School was all but impossible for Sparky. He failed every subject in the eighth grade. He flunked physics, Latin, algebra and English in high school. He didn't do much better in sports. Although he did manage to make the school golf team, he promptly lost the only important match of the year. There was a consolation match and he lost that, too.
Throughout his youth, Sparky was awkward socially. He was not actually disliked by the other students; he wasn't considered consequential enough for that! He was astonished if a classmate ever said "hello" to him outside school hours. He never found out how he would have fared as a "date." In high school, Sparky never once asked a girl out. He was too afraid of being rejected.
Sparky was a loser. He, his classmates, and everyone else knew it, so Sparky simply accepted it. But one thing was important to Sparky: drawing. He was proud of his own artwork. Of course, no one else appreciated it. In his senior year in high school, he submitted some cartoons to the editors of his yearbook. They were turned down. Despite this particularly painful rejection, Sparky had found his passion.

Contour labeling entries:
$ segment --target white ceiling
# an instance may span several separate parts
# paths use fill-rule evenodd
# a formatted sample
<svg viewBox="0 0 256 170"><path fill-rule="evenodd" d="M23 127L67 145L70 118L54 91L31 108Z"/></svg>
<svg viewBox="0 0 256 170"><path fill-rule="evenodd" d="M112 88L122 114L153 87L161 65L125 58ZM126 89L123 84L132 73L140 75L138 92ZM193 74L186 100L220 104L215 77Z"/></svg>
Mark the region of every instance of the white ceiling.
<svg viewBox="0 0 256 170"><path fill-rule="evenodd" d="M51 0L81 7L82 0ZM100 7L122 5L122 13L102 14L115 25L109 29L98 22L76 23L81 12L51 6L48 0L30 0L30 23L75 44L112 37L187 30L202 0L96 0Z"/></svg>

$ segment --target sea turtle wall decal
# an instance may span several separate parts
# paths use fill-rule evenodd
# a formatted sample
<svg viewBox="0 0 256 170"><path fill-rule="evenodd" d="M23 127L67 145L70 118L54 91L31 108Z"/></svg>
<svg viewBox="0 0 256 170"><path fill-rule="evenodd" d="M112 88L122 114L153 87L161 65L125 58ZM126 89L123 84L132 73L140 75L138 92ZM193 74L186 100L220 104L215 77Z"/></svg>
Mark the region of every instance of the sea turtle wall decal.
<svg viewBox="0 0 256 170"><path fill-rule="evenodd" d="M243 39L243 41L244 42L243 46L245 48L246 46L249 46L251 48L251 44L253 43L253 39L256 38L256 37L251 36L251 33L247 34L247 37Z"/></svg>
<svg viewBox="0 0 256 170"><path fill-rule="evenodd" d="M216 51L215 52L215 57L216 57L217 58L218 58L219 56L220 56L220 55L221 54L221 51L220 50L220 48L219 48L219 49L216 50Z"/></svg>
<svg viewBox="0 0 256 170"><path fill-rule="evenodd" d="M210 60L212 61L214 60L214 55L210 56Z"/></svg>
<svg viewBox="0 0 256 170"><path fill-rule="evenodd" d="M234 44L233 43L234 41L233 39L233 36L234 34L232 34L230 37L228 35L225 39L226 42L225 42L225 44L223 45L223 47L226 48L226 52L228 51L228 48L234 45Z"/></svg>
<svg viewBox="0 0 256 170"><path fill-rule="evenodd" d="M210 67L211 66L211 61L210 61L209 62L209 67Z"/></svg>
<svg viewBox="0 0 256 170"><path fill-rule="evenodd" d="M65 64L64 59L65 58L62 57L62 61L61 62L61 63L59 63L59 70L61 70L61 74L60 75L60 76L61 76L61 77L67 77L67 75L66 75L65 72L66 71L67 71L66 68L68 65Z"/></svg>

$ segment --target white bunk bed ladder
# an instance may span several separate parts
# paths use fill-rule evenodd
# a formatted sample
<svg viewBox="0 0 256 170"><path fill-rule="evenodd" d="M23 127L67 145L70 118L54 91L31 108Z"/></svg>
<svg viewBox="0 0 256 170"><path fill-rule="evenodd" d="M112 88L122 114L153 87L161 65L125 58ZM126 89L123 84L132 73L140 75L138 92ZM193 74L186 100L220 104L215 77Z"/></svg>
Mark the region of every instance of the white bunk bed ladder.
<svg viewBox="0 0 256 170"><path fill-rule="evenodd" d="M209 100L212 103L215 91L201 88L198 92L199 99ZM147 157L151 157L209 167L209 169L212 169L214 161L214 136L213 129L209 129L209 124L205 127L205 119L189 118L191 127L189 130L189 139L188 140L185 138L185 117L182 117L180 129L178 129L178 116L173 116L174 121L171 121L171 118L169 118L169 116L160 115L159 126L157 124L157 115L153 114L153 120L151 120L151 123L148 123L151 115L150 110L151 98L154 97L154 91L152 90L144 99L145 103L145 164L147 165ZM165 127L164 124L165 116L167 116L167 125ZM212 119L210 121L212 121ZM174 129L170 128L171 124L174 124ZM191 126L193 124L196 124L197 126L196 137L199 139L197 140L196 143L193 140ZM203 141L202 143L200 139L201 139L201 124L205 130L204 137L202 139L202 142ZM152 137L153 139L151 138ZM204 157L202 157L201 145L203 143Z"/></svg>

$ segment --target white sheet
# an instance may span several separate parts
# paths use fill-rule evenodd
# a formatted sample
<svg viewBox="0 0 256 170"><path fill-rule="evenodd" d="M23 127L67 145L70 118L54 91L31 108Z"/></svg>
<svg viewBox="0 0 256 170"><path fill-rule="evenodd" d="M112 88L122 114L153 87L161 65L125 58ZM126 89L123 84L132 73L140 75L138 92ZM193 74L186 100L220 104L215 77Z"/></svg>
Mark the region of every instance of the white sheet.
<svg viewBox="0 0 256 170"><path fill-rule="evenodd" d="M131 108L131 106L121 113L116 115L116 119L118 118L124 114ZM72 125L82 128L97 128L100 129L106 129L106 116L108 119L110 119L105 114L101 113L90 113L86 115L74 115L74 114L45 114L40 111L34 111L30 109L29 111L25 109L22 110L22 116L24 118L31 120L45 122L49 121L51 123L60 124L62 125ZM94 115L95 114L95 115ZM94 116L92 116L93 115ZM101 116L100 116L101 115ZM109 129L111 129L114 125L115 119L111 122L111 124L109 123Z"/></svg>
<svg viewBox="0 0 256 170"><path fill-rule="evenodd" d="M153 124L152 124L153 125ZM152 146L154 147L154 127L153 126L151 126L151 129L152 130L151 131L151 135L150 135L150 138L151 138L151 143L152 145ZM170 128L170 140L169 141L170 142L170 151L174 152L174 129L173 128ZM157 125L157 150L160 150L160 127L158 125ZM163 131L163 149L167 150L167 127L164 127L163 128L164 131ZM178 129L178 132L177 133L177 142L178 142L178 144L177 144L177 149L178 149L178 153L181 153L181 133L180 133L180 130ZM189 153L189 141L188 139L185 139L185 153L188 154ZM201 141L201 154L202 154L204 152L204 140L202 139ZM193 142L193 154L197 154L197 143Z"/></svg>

* _Short task 1_
Name the school subjects Sparky flunked in high school, according to the passage about Sparky.
* _Short task 2_
Duplicate the passage about Sparky word for word, starting with "School was all" and going on through "lost that, too.".
None of the data is needed here.

* _Written answer 1_
Physics, Latin, algebra and English.

* _Written answer 2_
School was all but impossible for Sparky. He failed every subject in the eighth grade. He flunked physics, Latin, algebra and English in high school. He didn't do much better in sports. Although he did manage to make the school golf team, he promptly lost the only important match of the year. There was a consolation match and he lost that, too.